Concussion awareness and prevention strategies for sports related concussion is on the rise. This includes multiple concussion assessment tools, on field screening, post concussion assessment, and an increased awareness among coaches, trainers, and on field health professionals. This is partially due to increased media exposure and awareness of concussion and Chronic Traumatic Encephalopathy (CTE) in the NFL but also Mild Traumatic Brain Injury (mTBI) and PTSD in the military.
Whereas PTSD and mTBI in military veterans is gaining attention and becoming a popular area of study, CTE in former NFL players and boxers is now an increasingly hot topic. MTBI and CTE both place a significant impact on individuals suffering from TBI/CTE and their families as well as society itself. Addiction, chronic pain, and mood disorders are widely prevalent in populations suffering from these illnesses. Although we are now seeing increasing awareness in sports and the military toward these injuries, we have a long way to go towards helping these individuals.

DATA LISTING
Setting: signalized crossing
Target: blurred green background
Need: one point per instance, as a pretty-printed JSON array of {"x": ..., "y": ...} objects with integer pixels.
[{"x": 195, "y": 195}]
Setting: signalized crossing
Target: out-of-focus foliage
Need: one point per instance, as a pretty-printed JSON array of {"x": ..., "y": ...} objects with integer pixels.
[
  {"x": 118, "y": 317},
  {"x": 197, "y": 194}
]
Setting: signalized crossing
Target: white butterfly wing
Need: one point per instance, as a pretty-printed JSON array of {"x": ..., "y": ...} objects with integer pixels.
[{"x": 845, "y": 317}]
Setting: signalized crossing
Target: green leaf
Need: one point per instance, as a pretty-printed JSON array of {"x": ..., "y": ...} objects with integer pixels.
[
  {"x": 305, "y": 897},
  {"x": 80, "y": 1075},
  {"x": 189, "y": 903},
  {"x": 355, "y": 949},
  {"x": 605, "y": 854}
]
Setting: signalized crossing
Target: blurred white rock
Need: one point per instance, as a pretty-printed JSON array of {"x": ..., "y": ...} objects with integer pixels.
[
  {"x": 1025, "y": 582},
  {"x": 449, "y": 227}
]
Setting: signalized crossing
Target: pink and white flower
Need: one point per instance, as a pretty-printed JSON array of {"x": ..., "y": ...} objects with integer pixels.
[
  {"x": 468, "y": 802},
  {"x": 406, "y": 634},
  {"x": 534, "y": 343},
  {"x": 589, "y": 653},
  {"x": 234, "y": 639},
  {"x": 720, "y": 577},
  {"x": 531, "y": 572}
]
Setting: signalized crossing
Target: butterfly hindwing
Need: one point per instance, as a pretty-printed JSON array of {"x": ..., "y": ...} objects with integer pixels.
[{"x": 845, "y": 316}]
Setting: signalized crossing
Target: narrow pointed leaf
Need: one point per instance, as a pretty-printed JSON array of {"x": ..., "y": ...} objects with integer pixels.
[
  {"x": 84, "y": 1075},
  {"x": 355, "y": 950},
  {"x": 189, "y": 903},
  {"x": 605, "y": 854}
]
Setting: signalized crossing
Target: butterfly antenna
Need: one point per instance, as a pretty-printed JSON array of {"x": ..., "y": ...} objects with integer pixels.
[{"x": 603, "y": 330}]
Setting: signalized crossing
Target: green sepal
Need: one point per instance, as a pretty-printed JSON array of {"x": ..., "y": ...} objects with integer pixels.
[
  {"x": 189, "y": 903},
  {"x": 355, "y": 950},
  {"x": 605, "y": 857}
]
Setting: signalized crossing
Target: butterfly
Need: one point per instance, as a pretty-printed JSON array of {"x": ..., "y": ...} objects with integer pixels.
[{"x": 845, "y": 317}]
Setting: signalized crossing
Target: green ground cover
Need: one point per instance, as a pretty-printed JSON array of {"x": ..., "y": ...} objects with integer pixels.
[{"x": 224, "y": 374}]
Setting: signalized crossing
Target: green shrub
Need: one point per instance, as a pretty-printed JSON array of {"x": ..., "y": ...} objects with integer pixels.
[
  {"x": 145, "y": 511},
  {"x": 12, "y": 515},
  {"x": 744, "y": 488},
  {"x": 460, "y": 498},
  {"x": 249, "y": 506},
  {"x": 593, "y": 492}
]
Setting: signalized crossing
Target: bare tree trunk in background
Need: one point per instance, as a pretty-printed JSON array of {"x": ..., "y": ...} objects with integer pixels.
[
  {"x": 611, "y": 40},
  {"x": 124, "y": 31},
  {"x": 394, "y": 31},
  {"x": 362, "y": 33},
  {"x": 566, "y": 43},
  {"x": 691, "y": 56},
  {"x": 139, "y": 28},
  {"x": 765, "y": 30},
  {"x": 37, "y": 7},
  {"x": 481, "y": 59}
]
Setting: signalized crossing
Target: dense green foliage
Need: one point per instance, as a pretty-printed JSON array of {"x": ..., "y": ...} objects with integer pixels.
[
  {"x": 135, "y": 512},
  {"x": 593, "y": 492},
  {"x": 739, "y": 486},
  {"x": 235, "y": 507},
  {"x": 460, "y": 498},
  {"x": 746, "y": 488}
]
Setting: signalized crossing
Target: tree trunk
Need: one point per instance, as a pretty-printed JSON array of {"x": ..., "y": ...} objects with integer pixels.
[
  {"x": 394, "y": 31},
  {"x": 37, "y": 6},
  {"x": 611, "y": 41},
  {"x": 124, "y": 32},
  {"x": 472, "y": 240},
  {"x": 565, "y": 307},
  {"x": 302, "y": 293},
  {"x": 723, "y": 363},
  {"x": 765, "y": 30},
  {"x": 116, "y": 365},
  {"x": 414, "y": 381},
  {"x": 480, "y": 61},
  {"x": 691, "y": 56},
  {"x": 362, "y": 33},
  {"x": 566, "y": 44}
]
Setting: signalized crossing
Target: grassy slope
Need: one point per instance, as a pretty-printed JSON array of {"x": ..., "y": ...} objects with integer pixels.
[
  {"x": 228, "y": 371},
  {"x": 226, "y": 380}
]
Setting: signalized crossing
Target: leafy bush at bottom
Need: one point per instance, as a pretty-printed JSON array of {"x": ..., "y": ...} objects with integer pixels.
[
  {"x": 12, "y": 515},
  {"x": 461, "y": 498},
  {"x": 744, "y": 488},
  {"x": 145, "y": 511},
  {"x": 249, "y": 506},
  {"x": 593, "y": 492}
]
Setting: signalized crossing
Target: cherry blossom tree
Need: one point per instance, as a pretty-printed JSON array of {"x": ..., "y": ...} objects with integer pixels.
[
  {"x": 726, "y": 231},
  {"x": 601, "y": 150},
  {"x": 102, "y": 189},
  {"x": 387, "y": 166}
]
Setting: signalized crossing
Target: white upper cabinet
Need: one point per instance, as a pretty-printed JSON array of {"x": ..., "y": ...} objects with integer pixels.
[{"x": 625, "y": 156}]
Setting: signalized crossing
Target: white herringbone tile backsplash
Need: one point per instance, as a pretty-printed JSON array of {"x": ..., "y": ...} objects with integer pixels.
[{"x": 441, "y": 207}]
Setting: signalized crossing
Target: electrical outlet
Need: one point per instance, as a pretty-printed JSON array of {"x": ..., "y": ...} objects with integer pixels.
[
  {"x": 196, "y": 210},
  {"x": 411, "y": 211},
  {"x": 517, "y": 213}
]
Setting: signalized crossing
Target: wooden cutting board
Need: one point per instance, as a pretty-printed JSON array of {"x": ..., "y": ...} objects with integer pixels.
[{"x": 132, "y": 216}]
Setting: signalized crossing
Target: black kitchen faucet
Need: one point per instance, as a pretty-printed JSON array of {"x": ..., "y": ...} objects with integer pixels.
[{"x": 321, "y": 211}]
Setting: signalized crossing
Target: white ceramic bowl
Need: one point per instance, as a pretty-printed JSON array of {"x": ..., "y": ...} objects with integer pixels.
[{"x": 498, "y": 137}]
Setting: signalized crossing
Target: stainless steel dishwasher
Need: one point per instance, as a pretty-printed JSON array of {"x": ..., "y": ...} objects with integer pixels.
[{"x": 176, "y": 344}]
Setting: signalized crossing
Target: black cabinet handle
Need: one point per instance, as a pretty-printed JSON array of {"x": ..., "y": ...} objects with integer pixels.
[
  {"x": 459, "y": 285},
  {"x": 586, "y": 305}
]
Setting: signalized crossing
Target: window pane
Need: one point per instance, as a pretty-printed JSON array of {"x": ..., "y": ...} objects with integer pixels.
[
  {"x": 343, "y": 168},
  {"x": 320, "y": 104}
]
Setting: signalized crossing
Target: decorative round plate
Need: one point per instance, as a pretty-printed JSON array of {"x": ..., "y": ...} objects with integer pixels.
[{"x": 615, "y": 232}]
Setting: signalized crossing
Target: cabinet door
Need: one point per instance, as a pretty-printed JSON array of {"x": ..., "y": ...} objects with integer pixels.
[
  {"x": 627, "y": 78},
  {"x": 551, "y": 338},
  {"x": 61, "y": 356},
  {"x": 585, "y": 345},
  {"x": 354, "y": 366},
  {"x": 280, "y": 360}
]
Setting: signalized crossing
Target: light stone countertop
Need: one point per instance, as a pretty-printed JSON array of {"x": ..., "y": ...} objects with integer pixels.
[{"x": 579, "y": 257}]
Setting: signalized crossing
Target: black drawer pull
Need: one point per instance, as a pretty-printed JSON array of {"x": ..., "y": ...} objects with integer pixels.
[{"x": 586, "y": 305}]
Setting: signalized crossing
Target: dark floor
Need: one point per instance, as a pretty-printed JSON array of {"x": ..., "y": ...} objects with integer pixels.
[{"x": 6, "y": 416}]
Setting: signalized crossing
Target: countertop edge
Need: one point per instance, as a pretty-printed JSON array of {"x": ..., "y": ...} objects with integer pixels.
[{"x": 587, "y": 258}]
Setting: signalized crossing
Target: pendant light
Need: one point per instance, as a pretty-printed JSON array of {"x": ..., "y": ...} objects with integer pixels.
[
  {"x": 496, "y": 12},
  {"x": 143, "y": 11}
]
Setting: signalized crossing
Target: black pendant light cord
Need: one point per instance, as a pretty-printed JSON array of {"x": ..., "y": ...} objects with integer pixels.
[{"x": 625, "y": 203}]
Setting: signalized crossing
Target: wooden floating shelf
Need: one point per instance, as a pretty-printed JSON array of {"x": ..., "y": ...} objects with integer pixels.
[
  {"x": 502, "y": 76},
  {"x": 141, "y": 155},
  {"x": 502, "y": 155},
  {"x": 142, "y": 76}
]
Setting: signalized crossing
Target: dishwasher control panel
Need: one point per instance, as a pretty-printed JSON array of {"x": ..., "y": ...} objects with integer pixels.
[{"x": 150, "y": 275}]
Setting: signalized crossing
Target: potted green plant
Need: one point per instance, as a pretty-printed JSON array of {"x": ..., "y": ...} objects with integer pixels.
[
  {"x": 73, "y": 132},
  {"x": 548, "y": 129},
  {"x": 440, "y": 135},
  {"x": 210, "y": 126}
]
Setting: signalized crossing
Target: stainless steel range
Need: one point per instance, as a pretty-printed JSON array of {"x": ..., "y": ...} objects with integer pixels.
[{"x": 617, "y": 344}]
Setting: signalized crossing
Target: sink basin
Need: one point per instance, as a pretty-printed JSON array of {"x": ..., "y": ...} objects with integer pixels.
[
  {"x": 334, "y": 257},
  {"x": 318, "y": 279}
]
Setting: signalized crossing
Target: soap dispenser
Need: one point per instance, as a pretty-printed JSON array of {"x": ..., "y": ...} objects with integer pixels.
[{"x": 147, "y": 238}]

WHAT YOU HAVE TO DO
Resume the concussion and brain injury text after its last sentence. The listing comes from a different source than the text.

TASK RESPONSE
Even with this increased awareness, treatment advice for those with Post-Concussive symptoms (TBI, and CTE) remains limited. Commonly prescribed modalities include physical therapy, vestibular therapy, cognitive therapy, medications for sleep and mood disorder, and manipulation techniques for neck injury and headache. And while these treatments may help relieve symptoms, they often fail to treat the actual injury to the brain.
Education and Prevention is Key
Although prevention strategies are slowly improving, we are still lacking when it comes to educating athletes and parents of the risks of concussion on cognitive ability and the dangers of Second Concussion Syndrome. This also includes a lack of education about the risks of developing Chronic Traumatic Encephalopathy/CTE with repeated concussions.
As a society, we still display loud applause when a athelete is injured and concussed but gets up, shakes it off and returns to play. Coaches, parents, and healthcare personnel on the field should not be allowing them to return until they have been properly assessed and are symptom free. In order to better protect our young athletes, coaches, parents, the athletes themselves and and even the fans in the stands need to understand the risks and dangers of concussion, especially in high risk sports like football, soccer (especially girls soccer), boxing, and lacrosse.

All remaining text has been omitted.